• TEXT SECTION
So depressed, dejected, and defeated, we tucked our tails between our legs and walked home. We had an early flight the next day to Colombia so our desires for the night included eating, sleeping, and not much else. Our friends from Bocas were staying at the same hostel so we were able to hang out some more before we parted ways. Besides that we caught up a little on world news. I was very disappointed that the rioting in Australia was not even covered much by the American media but was pretty happy to hear about the Patriot Act looking like it was going to go down like the Hindenburg because of Dubya's lying and general creepiness. On a side note as well, the bunk beds we slept in that night were identical to the ones that Fatty had as a child. Both of us had spent many nights tucked away in those rickety metal sleeping compartments and after all these years, with the beds staying the same size and me growing slightly since 4th grade, I was squeezed pretty snugly into my bed.

• GIVEN PROBLEM A
In the listing further down, arrange the part that opens with the line containing "of the street" and closes with the line containing "[[1082, 63]]" as a numbered list, leaving out any blank lines.

Point annotation listing:

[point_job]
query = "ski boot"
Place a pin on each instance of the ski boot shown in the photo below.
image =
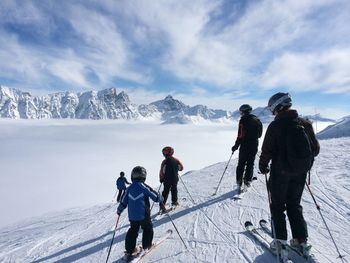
(301, 246)
(279, 247)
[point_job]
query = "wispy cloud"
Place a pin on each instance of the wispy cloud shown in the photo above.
(221, 46)
(325, 71)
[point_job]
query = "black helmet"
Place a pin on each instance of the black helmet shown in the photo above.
(245, 108)
(279, 101)
(168, 151)
(138, 173)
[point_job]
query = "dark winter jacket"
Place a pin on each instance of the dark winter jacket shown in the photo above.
(121, 183)
(272, 148)
(136, 198)
(169, 170)
(249, 131)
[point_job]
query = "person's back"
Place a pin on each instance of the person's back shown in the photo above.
(286, 184)
(249, 132)
(168, 175)
(252, 129)
(171, 170)
(136, 198)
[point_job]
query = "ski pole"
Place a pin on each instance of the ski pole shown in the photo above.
(325, 223)
(171, 220)
(217, 188)
(187, 190)
(272, 221)
(115, 195)
(158, 193)
(110, 246)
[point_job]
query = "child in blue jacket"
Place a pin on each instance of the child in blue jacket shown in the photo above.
(121, 185)
(136, 198)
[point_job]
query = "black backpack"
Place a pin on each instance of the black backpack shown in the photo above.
(298, 151)
(253, 127)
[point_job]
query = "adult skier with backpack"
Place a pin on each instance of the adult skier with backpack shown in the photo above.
(121, 185)
(249, 132)
(169, 175)
(136, 198)
(291, 145)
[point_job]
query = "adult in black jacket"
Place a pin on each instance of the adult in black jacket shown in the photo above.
(249, 132)
(168, 175)
(286, 186)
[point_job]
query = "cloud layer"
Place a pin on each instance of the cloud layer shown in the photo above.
(218, 46)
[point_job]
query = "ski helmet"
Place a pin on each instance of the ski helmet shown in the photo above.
(245, 108)
(168, 151)
(138, 173)
(279, 101)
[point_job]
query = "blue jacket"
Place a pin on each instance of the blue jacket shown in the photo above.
(121, 183)
(136, 198)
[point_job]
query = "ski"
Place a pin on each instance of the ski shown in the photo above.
(137, 258)
(251, 229)
(241, 192)
(265, 227)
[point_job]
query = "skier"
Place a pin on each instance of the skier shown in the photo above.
(136, 198)
(286, 184)
(168, 175)
(121, 185)
(249, 132)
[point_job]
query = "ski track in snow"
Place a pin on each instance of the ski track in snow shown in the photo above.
(211, 226)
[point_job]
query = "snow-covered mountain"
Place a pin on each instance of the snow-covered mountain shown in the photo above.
(104, 104)
(339, 129)
(212, 227)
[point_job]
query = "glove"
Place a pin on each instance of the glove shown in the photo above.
(234, 148)
(119, 212)
(162, 206)
(264, 169)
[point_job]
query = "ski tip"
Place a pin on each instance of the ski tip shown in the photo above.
(248, 223)
(262, 221)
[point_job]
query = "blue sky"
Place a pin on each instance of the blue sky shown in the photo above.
(213, 52)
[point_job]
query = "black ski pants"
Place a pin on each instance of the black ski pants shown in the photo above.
(245, 164)
(170, 186)
(286, 191)
(120, 195)
(133, 232)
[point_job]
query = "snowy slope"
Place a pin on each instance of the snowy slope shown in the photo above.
(212, 226)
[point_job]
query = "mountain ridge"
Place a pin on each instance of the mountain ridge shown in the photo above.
(110, 104)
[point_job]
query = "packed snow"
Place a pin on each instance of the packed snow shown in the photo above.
(211, 226)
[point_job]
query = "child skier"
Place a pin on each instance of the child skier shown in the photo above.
(168, 175)
(136, 198)
(121, 185)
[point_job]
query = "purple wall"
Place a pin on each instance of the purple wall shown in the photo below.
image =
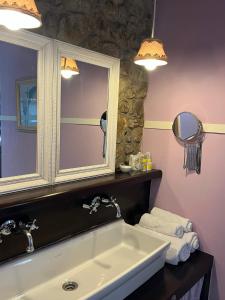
(83, 96)
(194, 80)
(18, 148)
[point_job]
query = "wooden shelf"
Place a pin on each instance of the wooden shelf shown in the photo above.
(38, 194)
(172, 282)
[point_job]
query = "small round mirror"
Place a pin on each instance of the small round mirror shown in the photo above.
(187, 127)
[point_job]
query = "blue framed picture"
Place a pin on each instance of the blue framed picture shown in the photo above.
(26, 98)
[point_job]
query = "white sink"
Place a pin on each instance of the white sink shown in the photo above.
(107, 263)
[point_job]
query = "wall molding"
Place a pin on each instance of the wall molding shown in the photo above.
(167, 125)
(81, 121)
(76, 121)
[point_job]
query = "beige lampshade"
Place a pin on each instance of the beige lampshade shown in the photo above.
(69, 67)
(151, 54)
(16, 14)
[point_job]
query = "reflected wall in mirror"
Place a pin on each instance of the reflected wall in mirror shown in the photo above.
(18, 97)
(83, 99)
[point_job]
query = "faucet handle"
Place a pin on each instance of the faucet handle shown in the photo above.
(113, 199)
(30, 226)
(7, 226)
(33, 225)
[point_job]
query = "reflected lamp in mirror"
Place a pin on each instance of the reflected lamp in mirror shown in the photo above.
(188, 130)
(69, 67)
(17, 14)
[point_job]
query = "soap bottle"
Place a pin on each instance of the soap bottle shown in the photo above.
(149, 162)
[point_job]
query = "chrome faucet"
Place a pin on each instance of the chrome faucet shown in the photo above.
(108, 202)
(27, 229)
(111, 202)
(6, 228)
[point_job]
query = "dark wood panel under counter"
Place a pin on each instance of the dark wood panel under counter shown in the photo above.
(172, 282)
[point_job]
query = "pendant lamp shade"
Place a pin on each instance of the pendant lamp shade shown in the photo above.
(69, 67)
(151, 54)
(17, 14)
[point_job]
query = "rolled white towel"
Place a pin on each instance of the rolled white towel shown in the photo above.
(192, 240)
(171, 217)
(157, 224)
(178, 250)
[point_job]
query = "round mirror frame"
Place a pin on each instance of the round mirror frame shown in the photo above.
(194, 137)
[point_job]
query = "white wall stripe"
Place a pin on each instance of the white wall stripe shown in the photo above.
(166, 125)
(77, 121)
(7, 118)
(80, 121)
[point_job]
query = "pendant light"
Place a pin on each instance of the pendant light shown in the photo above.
(151, 53)
(69, 67)
(17, 14)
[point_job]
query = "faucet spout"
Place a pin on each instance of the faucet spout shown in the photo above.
(118, 211)
(27, 229)
(30, 247)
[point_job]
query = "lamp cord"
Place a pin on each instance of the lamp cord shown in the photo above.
(153, 19)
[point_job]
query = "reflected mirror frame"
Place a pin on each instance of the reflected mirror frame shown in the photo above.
(113, 66)
(44, 48)
(192, 138)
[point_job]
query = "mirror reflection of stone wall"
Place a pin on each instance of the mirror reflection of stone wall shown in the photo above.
(18, 73)
(83, 99)
(115, 28)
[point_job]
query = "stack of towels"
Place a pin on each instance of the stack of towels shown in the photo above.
(173, 228)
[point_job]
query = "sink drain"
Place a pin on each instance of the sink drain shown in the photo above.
(70, 286)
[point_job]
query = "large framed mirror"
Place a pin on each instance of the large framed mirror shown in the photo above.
(25, 65)
(58, 111)
(83, 95)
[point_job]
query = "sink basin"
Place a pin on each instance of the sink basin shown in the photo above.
(107, 263)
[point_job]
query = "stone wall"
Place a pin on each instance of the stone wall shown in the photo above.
(116, 28)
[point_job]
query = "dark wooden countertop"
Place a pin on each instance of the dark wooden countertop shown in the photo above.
(172, 282)
(37, 194)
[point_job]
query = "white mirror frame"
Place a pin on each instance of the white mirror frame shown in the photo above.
(113, 65)
(44, 48)
(49, 110)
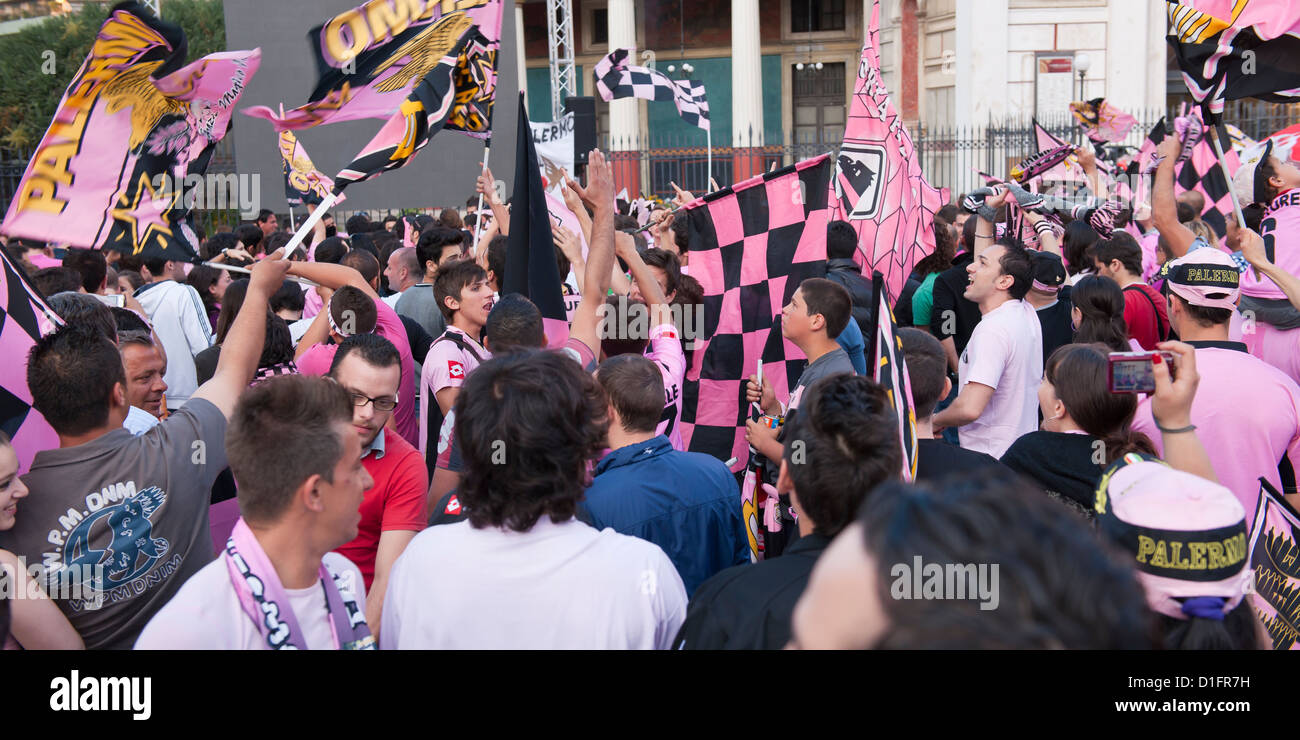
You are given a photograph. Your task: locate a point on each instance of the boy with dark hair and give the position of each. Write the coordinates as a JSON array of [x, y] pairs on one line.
[[927, 368], [277, 584], [91, 265], [1119, 259], [685, 502], [369, 368], [1000, 371], [841, 243], [436, 249], [848, 444], [155, 487], [181, 324], [817, 312], [355, 308], [466, 301], [529, 575]]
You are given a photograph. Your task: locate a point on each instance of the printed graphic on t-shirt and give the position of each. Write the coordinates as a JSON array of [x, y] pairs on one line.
[[122, 570]]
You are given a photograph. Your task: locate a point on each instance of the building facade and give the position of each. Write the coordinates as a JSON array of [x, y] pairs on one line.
[[779, 73]]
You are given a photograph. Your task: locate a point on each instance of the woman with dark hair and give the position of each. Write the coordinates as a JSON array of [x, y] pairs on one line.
[[206, 362], [211, 282], [1099, 314], [1079, 237], [1084, 428]]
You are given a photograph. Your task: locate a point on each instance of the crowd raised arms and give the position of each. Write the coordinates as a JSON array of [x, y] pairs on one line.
[[1057, 411], [570, 463]]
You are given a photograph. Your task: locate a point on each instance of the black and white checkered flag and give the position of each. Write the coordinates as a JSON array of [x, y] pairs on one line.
[[616, 78]]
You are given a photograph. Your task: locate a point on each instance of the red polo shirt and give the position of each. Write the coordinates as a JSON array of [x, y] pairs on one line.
[[397, 500]]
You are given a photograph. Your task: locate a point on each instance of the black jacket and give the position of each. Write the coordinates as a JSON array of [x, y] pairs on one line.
[[849, 275], [749, 607]]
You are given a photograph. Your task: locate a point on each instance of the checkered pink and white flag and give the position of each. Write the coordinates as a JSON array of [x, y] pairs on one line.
[[878, 184]]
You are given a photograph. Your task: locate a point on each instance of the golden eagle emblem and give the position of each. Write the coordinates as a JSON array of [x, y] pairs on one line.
[[425, 50]]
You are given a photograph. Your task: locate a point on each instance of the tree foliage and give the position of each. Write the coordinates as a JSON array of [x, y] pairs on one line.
[[30, 94]]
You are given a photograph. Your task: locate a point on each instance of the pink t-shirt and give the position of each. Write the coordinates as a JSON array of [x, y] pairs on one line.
[[317, 359], [1281, 226], [446, 366], [1247, 415], [1005, 353], [664, 350]]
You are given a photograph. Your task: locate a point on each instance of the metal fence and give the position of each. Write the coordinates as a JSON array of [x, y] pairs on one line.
[[950, 156]]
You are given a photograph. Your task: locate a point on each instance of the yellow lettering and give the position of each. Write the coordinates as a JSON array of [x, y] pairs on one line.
[[1145, 546], [1216, 555], [389, 20], [359, 33], [1174, 552], [1197, 550], [1158, 558]]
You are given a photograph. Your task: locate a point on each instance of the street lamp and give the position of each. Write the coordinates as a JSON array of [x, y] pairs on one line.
[[1082, 63]]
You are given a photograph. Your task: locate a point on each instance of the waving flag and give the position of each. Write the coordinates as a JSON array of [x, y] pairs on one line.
[[1277, 571], [1229, 50], [24, 319], [1201, 173], [531, 267], [750, 246], [129, 130], [430, 108], [616, 78], [1103, 121], [371, 59], [303, 182], [878, 185], [889, 370]]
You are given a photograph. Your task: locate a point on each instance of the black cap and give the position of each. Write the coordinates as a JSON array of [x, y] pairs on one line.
[[1048, 271]]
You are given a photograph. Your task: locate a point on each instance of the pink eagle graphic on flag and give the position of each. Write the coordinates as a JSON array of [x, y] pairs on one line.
[[878, 185]]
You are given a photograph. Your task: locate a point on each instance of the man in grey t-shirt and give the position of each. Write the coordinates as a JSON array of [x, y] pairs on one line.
[[117, 523]]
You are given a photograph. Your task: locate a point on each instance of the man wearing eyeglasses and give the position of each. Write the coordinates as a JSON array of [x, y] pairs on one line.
[[393, 511]]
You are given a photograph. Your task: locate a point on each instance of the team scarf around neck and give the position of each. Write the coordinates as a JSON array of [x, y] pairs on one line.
[[265, 601]]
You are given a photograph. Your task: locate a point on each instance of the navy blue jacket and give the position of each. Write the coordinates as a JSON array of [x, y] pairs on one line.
[[685, 502]]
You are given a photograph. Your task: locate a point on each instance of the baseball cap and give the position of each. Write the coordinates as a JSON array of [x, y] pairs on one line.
[[1187, 536], [1205, 277], [1248, 182], [1048, 272]]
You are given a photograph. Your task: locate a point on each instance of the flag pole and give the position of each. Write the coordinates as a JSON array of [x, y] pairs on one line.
[[709, 145], [479, 212], [307, 225]]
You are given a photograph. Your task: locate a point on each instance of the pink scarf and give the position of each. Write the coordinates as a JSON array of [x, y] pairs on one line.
[[265, 601]]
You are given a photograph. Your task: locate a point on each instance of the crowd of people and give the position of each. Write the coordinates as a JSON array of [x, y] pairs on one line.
[[367, 445]]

• GIVEN PROBLEM B
Pick up the travel account of the hostel night before the flight to Colombia and continue it from where it stops.

• REPLY A
1. You are given a photograph. Your task: locate a point on each instance of the street lamp and give the position of each. Write the coordinates as a JSON array of [x, y] pairs on one line.
2. [[1082, 63]]

• REPLY B
In the morning, we enjoyed breakfast of fried corn patties, a piece of queso procesado, and a hot dog. To drink, some jugo de naranja. The owner of the hostel, Xavier, a massive Belgian man, was going to give us a ride to the airport for a small fee. Along the way we got a detailed description and ample listening time to music called Reggaeton. It's a fast paced mixture of latino music with the beats and tempo of reggae. It also is almost always laced with not subtle sexual inuendos and analogies to sexual body parts. Xavier explained some of the lyrics to us: "He's saying that the lady is asking for the gasolina. You know what the gasolina is?" all the time making references to his pants. We told him we understood but either he didn't understand that we understood or he enjoyed pointing to his penis and laughing. Either way, it was a comical car ride.